Por Frederico Cursino, da Agência Einstein – Solução adotada a fórceps pelas empresas durante os meses de isolamento social, o home office vai se consolidando como algo definitivo em muitos setores, e deverá se tornar uma das principais heranças da pandemia para o futuro do trabalho. Mas um estudo norte-americano mostra que ainda há muito a se desenvolver para que o sistema “casa-escritório” seja sustentável no longo prazo, ao menos do ponto de vista da saúde e do bem-estar.
O estudo conduzido pela Universidade do Sul da Califórnia (USC, sigla em inglês) constatou que a maioria das pessoas que migrou para o home office durante a pandemia teve problemas de saúde devido à mudança. Cerca de 64% tiveram problemas físicos, e 75%, mentais. Para o estudo, foram analisadas cerca de 1 mil pessoas, que, entre o fim de abril e início de junho, responderam a uma série de questionários referentes ao impacto do home office no bem-estar físico e mental.
Os resultados, publicados no Journal of Occupational and Environmental Medicine, mostraram que as jornadas aumentaram cerca de 1,5 hora por dia. A maior parte dos trabalhadores diminuiu a sua satisfação com o emprego e relatou aumento de dores físicas, especialmente no pescoço, depois que passou a trabalhar de casa. Os principais afetados foram mulheres e pais de crianças pequenas, mais propensos a incidentes de depressão, problemas físicos e mentais quando trabalham em casa.

§ DADOS REGISTRADOS:
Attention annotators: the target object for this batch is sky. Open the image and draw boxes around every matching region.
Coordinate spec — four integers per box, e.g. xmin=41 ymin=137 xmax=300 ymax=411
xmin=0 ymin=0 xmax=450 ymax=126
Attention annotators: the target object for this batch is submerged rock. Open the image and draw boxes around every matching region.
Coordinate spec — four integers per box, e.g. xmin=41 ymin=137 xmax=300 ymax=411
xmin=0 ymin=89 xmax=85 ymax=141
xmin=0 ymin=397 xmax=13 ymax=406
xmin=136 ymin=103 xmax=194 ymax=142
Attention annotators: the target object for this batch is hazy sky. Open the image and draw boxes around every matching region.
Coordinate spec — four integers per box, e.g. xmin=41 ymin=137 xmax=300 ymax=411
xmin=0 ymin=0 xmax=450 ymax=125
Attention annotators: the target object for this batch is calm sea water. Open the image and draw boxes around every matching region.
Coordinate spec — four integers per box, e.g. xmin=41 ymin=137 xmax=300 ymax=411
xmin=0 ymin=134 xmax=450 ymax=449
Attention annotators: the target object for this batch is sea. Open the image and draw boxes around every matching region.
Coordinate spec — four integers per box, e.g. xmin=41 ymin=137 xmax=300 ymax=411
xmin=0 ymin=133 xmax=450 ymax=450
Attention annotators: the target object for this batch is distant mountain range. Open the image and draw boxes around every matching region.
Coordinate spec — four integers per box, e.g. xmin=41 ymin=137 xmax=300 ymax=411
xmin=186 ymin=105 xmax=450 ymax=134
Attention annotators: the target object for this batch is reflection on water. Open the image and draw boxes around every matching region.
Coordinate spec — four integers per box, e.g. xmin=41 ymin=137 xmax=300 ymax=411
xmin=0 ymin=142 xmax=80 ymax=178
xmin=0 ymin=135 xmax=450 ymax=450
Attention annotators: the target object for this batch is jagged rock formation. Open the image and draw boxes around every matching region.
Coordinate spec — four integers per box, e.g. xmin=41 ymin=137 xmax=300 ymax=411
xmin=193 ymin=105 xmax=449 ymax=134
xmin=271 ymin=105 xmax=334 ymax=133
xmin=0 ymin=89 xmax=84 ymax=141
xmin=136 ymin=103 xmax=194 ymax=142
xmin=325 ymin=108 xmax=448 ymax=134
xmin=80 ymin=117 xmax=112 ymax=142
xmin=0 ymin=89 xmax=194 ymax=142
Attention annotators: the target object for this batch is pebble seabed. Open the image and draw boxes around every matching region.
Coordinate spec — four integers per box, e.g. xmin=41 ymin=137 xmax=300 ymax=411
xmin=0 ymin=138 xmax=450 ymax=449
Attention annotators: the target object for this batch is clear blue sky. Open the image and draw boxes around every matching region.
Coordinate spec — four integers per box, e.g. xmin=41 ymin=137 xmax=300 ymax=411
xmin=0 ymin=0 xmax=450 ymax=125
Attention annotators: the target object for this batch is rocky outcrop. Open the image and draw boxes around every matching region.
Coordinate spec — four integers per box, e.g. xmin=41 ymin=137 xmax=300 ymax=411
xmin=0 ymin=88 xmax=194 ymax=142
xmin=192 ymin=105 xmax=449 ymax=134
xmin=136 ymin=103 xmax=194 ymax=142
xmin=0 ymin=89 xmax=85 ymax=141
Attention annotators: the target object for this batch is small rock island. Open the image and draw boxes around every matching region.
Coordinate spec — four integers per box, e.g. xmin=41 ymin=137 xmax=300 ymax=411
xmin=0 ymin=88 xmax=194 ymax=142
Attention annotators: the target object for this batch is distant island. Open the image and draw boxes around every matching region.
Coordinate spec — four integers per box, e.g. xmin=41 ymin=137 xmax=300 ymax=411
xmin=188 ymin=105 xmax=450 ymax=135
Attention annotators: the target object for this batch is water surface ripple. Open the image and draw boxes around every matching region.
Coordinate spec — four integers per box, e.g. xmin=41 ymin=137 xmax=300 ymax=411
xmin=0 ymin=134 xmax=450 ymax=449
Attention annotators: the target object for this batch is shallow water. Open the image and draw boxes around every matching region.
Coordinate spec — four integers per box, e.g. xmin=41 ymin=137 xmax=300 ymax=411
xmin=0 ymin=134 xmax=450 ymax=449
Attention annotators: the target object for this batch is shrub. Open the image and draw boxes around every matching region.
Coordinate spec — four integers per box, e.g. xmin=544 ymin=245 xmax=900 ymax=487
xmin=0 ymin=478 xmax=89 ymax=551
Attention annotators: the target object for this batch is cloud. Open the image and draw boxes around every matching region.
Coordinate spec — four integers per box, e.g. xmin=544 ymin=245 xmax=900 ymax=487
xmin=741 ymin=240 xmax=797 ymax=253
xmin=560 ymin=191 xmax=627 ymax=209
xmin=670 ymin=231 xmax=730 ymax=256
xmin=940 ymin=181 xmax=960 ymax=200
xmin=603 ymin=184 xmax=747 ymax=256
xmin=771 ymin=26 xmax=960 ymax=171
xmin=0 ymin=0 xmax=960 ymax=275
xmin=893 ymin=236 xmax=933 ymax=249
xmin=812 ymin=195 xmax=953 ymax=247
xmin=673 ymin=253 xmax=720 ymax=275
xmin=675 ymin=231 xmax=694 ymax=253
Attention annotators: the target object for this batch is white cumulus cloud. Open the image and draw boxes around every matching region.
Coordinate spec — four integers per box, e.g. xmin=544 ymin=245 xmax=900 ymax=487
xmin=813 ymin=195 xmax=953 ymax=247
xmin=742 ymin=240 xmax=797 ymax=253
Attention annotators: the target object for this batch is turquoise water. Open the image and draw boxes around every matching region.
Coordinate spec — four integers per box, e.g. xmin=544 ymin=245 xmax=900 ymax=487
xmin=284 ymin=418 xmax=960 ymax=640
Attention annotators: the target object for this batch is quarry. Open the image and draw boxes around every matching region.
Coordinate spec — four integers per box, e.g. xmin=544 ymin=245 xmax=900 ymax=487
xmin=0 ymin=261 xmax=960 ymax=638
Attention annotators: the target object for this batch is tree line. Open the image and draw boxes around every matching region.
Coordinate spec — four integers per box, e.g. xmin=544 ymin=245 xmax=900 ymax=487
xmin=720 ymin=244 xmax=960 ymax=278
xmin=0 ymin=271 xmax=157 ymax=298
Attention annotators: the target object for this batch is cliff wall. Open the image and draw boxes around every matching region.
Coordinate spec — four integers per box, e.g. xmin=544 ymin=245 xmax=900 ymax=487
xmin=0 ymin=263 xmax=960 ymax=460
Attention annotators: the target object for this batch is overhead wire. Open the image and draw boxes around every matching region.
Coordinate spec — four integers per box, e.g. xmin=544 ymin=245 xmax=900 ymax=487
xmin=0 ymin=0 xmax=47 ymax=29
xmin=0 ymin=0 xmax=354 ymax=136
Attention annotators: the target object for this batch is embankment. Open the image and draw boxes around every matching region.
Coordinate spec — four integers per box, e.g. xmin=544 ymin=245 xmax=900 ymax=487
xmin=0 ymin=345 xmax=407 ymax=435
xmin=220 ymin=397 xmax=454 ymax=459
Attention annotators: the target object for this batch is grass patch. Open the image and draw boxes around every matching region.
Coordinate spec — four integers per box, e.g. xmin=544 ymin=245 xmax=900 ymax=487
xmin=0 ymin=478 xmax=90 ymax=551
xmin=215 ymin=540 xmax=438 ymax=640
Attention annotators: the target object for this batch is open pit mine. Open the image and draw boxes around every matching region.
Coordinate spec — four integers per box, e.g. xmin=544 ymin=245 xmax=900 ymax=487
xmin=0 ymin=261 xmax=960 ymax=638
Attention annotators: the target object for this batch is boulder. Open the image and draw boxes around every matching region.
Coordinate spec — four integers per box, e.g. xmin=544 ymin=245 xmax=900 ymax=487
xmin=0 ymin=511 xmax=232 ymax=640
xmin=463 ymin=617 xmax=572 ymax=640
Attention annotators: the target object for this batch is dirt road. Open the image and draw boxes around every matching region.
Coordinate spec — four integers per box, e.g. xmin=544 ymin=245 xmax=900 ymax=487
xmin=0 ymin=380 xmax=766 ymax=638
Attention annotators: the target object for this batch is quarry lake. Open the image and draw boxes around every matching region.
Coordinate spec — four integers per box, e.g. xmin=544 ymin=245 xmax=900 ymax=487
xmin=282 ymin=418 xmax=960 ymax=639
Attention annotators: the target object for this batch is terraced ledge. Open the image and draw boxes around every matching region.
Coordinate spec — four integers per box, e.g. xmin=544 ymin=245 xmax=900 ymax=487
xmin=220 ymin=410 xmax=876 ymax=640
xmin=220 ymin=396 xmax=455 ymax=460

§ TAREFA SOLICITADA 1:
No texto sobre o home office, por que o sistema "casa-escritório" ainda não seria sustentável no longo prazo do ponto de vista da saúde e do bem-estar? Responda em uma a três frases.
§ TAREFA SOLICITADA 2:
Transcreva literalmente o trecho do texto sobre o home office, começando em "Por Frederico Cursino, da" e terminando em "e do bem-estar.".
§ TAREFA SOLICITADA 3:
Como você resumiria o texto sobre o home office em duas frases?

§ ÁREA DE RESPOSTA 1:
Porque um estudo da Universidade do Sul da Califórnia constatou que a maioria das pessoas que migrou para o home office durante a pandemia teve problemas de saúde devido à mudança. Cerca de 64% tiveram problemas físicos, e 75%, mentais.

§ ÁREA DE RESPOSTA 2:
Por Frederico Cursino, da Agência Einstein – Solução adotada a fórceps pelas empresas durante os meses de isolamento social, o home office vai se consolidando como algo definitivo em muitos setores, e deverá se tornar uma das principais heranças da pandemia para o futuro do trabalho. Mas um estudo norte-americano mostra que ainda há muito a se desenvolver para que o sistema “casa-escritório” seja sustentável no longo prazo, ao menos do ponto de vista da saúde e do bem-estar.

§ ÁREA DE RESPOSTA 3:
Um estudo da Universidade do Sul da Califórnia com cerca de mil pessoas constatou que a maioria dos que passaram ao home office na pandemia teve problemas de saúde, físicos em 64% dos casos e mentais em 75%. As jornadas aumentaram cerca de 1,5 hora por dia, a satisfação com o emprego caiu e as dores físicas aumentaram, sobretudo entre mulheres e pais de crianças pequenas.